### Stated task
Answer these questions from the blog posts below.
(a) How many crayons should each box dropped by the "beauty bomb" hold?
(b) What does the writer say the blue-green in the book is really about?
(c) Which colors can an old polaroid fade to?
-- start of Selected passage --
Monday, March 29, 2010
Pitter-Patterns
Here's a website that acts like an image database of print patterns that one can buy, or one can upload to and sell!
I found my homework answers right here, too.
1 - inspired by nature, but chaotic and random in print, click here.
2 - geometric pattern, (very Albers, too) click here.
3 - photographic, freeform or based in type, 2 patterns together, kaleidoscopic, click here.
Monday, March 22, 2010
The Next Secret Weapon
Maybe we should develop a Crayola bomb as our next secret weapon.
A happiness weapon. A beauty bomb.
And every time a crisis developed, we would launch one.
It would explode high in the air - explode softly
- and send thousands, millions, of little parachutes into the air.
Floating down to earth - boxes of Crayolas.
And we wouldn't go cheap, either - not little boxes of eight.
Boxes of sixty-four, with the sharpener built right in.
With silver and gold and copper, magenta and peach
and lime, amber and umber and all the rest.
And people would smile and get a little funny look on their faces
and cover the world with imagination.
Robert Fulghum
What Will It Be?
The essence of the blue-green that I want to put forth in the book is really about paradise. The story that I wove before was about a moment that took place in a kind of "paradise". And, all the photos that I've been lucky to find in the net are of the beach, whether it was taken professionally (or with a professional camera) or a polaroid (which when kept for a long time fades to either cyan, magenta or yellow, depending on the percentage of color used).
I don't want the book to be a series of just beaches. I want to capture what paradise means. Is it always just about the water? Can it be about an object? A picture? A person?
This is where I am at, and I'm confused. Maybe I should just toss a coin.
Catching the Blues (Blue Greens)
This is one collection of the blue-greens in images I've mined on the net. Unfortunately, and frustratingly enough, there are not a lot of blue-greens around in real life (here in the city) yet. There is cyan, though, but I have been holding out on a combination of blue and green. I see it fleetingly on a scarf, or a shirt, or a bag, or a beauty product, or a salt shaker. They don't evoke the blue-green essence that I want to capture - paradise.
-- end of Selected passage --
-- start of Dataset content --
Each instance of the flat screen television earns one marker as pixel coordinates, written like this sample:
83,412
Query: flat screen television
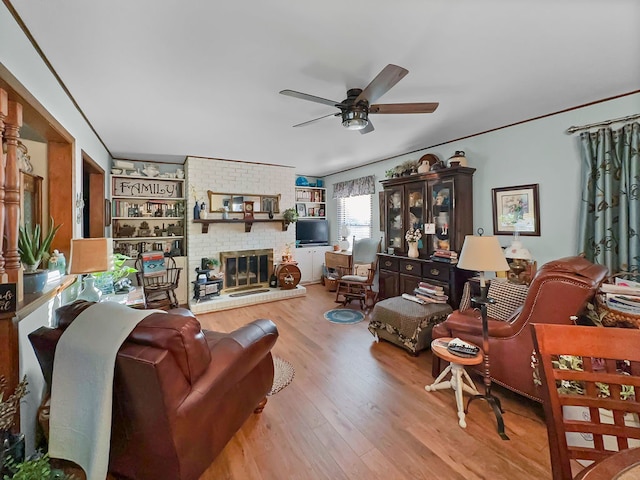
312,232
-- end of Dataset content --
-- start of Dataset content --
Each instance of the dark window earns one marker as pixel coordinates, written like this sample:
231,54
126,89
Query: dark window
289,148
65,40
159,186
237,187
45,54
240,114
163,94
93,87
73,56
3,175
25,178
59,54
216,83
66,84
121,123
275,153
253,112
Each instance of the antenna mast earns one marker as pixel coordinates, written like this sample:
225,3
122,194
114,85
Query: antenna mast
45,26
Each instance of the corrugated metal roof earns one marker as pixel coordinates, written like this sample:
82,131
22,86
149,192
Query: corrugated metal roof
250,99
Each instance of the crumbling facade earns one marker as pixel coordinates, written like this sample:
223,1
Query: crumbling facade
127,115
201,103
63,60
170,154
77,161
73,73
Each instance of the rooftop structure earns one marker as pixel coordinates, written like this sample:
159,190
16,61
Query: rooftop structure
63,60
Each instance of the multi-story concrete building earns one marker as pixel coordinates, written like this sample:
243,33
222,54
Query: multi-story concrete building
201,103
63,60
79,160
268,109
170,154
-- end of Dataset content --
### Full output
(a) Sixty-four, with the sharpener built in.
(b) Paradise.
(c) Cyan, magenta or yellow, depending on the percentage of color used.